■ **SOURCE TEXT**:
►

Share your dilemmas and get honest opinions from other Mumsnetters.

To wonder if they'll ever have children?

234 replies

user1497444078 · 16/06/2017 16:41

We met a married couple 5yrs ago and have become really close friends. They both have high paid jobs, are in their early thirties and enjoy the finer things (nice holidays, designer clothes etc). He is desperate to start a family a bed she isn't but conceded they would start trying after a few more years of nice holidays.

They intended to start trying two yrs ago but now every January she books them a holiday to celebrate her birthday (end of Oct) which wipes out any chance of trying that yr.

I think she's worried they will struggle financially as they have a huge mortgage (London area), don't have either parents nearby for childcare and ultimately would need to limit holiday/designer clothes spend, which would all be difficult with one wage. The husband has started to express these fears and he used to say 'when we have children' which has now been replaced with 'if we ever have children'.

We've just had our first DC and in contrast live in an area where cost of living is significantly lower, have reasonable wages and are surrounded by parents/siblings all willing to help with childcare.

I would love for them to fall pregnant and know they would be amazing parents (despite her reservations) but that's easy for me to say as we've had it fairly easy.

Has anyone been in a similar position to our friends and what advise could you offer that says they can have a family and retain some of their current lifestyle?

◄

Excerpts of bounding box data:
►

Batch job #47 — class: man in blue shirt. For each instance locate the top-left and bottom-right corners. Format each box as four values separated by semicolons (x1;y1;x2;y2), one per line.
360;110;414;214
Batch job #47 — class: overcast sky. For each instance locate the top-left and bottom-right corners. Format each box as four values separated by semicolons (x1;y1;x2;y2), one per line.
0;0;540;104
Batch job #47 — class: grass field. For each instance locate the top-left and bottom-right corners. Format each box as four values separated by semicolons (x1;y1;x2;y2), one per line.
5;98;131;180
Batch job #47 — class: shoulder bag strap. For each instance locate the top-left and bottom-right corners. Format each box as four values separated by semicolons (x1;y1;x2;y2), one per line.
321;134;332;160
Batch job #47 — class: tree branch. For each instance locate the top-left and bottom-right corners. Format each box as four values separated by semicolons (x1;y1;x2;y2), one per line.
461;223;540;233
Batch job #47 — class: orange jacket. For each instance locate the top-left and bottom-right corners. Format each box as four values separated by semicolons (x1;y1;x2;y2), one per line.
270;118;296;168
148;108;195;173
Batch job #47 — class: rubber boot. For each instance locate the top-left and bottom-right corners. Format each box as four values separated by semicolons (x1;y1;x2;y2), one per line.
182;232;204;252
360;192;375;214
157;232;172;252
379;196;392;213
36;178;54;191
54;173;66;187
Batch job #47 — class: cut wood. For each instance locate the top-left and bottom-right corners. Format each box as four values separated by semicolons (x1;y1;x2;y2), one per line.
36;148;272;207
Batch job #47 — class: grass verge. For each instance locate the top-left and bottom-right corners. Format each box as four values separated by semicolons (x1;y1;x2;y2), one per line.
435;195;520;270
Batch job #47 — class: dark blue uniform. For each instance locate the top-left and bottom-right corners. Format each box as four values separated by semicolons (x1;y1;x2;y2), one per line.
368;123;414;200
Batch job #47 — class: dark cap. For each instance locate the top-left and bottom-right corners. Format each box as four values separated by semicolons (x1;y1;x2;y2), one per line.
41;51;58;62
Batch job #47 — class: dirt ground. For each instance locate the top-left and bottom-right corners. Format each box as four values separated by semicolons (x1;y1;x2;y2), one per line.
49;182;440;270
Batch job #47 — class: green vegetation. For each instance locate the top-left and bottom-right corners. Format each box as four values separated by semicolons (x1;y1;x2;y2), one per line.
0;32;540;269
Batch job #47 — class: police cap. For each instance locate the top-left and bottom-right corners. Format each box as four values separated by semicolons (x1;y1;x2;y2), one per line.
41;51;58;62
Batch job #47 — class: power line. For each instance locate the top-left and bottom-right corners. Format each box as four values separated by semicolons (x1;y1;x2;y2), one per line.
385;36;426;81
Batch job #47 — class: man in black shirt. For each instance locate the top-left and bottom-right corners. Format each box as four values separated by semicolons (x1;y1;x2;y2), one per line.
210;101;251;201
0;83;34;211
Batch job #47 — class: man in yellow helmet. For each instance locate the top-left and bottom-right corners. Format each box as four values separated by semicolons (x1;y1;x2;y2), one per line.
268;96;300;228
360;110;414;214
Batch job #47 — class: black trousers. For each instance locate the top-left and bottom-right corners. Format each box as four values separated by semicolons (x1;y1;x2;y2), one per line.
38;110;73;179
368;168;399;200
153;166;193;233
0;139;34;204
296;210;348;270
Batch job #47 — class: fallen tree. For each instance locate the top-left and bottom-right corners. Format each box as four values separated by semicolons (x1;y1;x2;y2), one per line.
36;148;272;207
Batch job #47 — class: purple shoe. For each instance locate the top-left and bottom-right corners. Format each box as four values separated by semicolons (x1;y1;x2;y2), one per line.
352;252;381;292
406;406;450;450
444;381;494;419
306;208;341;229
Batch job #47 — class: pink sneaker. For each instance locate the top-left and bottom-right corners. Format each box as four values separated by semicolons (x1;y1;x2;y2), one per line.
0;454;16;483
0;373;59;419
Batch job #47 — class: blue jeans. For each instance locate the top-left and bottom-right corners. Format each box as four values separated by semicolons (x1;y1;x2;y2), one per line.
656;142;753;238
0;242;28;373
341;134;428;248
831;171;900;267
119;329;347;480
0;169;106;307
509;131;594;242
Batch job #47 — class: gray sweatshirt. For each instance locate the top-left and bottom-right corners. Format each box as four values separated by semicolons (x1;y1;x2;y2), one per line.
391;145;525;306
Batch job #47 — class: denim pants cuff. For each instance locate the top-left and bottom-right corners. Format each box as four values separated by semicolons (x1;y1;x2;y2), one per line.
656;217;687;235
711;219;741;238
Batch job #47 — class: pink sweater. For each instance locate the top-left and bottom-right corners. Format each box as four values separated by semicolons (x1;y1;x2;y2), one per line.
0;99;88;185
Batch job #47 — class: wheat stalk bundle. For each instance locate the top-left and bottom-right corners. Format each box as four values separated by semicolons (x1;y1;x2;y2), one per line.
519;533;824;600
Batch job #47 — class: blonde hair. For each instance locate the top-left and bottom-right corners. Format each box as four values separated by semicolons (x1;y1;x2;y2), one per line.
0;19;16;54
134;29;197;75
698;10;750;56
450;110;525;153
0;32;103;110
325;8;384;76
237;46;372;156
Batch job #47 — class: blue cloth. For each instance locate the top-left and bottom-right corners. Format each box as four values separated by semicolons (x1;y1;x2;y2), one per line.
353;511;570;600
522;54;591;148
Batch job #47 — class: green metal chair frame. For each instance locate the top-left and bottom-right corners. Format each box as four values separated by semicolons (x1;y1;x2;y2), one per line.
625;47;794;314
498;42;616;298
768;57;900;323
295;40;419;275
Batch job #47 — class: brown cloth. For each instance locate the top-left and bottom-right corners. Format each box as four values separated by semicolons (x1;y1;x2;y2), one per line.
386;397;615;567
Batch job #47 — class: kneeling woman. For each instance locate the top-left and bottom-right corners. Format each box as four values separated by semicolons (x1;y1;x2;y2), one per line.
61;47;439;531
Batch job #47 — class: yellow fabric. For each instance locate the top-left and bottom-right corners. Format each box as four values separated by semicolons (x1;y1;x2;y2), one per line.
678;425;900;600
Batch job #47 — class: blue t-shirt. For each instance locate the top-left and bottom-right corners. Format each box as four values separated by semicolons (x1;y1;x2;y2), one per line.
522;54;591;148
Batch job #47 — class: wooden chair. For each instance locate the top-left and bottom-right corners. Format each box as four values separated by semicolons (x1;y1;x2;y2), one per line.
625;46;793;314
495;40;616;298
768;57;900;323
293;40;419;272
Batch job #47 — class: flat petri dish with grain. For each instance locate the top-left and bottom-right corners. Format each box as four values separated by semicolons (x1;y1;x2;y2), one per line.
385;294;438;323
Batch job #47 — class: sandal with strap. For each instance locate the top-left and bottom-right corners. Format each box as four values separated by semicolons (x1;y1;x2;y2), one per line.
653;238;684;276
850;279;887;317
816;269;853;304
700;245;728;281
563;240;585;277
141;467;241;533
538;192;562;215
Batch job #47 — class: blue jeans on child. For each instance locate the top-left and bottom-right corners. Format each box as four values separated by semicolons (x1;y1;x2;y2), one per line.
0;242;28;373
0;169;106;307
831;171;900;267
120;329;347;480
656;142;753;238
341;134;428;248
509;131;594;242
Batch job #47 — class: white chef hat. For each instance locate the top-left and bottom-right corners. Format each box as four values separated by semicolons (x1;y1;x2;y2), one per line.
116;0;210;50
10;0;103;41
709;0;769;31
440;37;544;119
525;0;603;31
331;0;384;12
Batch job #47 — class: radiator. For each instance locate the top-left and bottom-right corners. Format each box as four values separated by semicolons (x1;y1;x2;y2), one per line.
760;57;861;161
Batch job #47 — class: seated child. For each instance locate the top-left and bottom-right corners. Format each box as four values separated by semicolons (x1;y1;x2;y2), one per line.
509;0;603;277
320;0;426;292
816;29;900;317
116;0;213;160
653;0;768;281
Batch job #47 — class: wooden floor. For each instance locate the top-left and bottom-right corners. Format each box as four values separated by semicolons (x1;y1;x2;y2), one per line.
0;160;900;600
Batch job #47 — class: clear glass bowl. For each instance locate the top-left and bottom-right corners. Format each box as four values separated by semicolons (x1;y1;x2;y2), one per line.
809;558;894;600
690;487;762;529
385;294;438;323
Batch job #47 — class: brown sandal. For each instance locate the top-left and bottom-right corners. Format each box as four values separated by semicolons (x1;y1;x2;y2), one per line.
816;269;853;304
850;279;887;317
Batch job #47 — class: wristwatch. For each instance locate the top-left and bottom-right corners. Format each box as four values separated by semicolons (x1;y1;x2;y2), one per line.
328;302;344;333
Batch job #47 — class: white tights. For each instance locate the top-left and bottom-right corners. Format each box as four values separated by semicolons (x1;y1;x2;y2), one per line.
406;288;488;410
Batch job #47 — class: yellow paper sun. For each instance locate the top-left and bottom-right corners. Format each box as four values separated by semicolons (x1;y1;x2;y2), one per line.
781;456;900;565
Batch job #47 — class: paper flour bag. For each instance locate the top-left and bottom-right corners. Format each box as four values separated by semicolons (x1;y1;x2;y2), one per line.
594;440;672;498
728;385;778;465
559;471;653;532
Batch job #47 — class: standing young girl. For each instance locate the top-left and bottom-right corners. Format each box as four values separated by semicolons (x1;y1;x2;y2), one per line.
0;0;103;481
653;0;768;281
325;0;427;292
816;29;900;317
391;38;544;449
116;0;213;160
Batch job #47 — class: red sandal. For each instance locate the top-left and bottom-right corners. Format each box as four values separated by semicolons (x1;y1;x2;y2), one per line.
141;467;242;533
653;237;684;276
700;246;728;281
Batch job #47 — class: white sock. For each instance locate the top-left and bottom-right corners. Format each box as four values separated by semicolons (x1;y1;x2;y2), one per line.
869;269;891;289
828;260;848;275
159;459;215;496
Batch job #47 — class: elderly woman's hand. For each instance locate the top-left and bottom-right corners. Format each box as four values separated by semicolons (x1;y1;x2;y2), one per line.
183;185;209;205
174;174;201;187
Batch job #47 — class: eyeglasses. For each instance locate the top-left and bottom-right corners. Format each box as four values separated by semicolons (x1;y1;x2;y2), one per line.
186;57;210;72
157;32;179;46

◄

■ **ACTIONS TO TAKE**:
1. According to the forum post, when is the wife's birthday?
2. Using the forum post, explain why the poster thinks the wife may be worried about starting a family.
None of these lines are needed.

■ **WRITTEN ANSWERS**:
1. At the end of October.

2. The poster thinks she fears they would struggle financially. They have a huge mortgage in the London area and neither set of parents lives nearby to help with childcare. They would also have to cut back on holidays and designer clothes, all of which would be hard on one wage.